→ Task requirements: This task calls for every line of the material to be output verbatim.

[Supplied data Boundary: Start]

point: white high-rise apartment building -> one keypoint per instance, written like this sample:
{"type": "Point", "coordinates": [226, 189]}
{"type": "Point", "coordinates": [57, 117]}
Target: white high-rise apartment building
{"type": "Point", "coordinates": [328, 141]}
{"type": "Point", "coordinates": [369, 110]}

[Supplied data Boundary: End]

→ Answer to this exercise:
point: white high-rise apartment building -> one keypoint per instance, written like this sample:
{"type": "Point", "coordinates": [226, 189]}
{"type": "Point", "coordinates": [57, 117]}
Target: white high-rise apartment building
{"type": "Point", "coordinates": [328, 141]}
{"type": "Point", "coordinates": [369, 110]}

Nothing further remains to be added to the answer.